Korte opdracht
Schrijf letterlijk over: de regels uit het materiaal vanaf de regel met "It would be wonderful if you could pinpoint every church" tot en met de regel met "[1074,54,1129,277]".

Invoer opdracht
########################################
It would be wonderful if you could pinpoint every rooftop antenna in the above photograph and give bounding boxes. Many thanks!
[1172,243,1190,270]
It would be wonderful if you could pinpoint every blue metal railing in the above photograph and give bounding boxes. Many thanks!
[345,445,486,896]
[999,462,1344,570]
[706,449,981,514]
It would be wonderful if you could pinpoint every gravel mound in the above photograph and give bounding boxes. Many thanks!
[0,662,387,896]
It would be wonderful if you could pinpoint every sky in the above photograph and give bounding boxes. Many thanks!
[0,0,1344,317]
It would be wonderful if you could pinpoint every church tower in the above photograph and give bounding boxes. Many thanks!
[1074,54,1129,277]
########################################
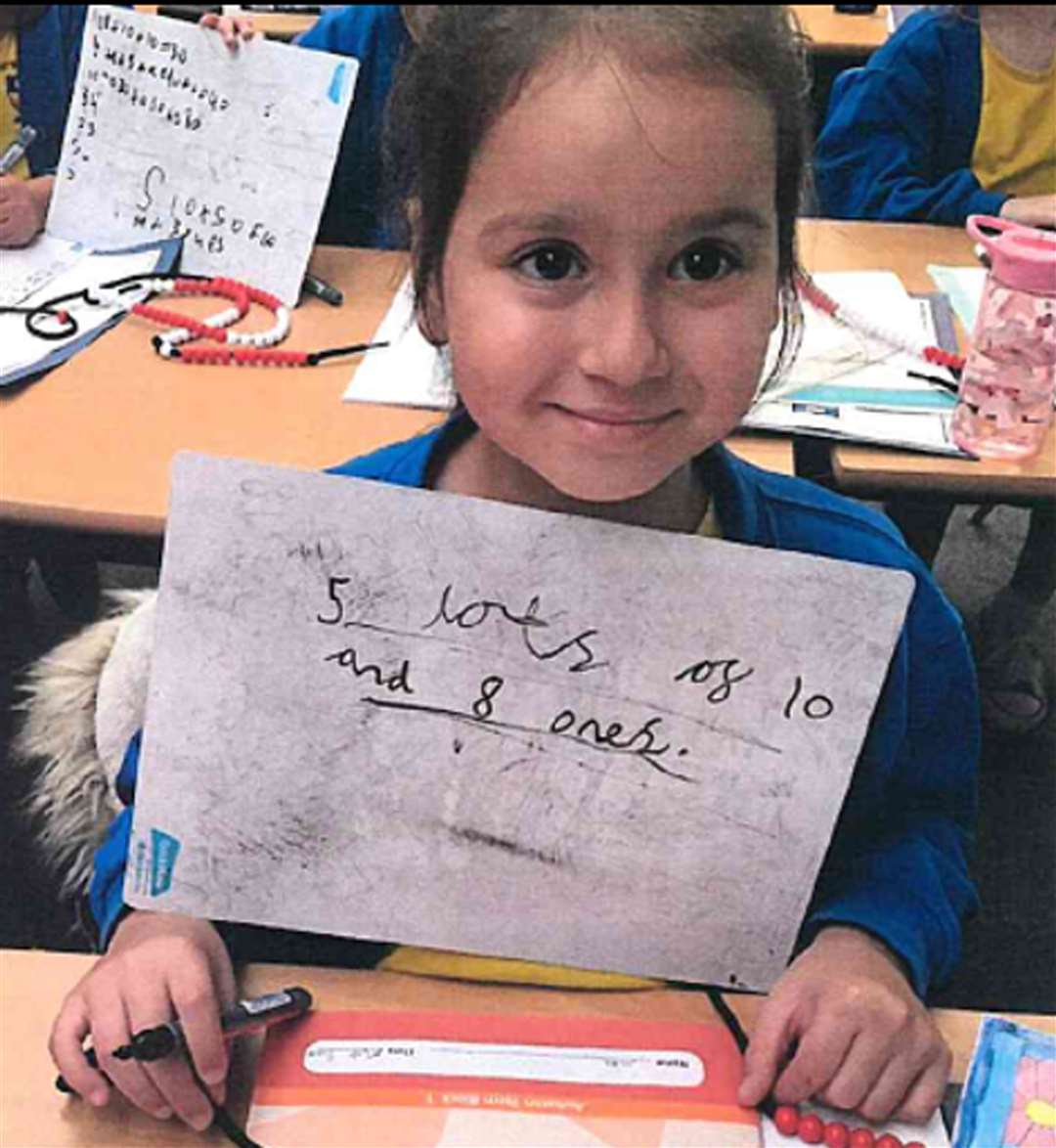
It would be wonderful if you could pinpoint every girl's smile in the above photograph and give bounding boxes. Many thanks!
########################################
Uitkomst oefening
It would be wonderful if you could pinpoint every church tower in the above photograph and give bounding boxes. Many thanks!
[1074,54,1129,277]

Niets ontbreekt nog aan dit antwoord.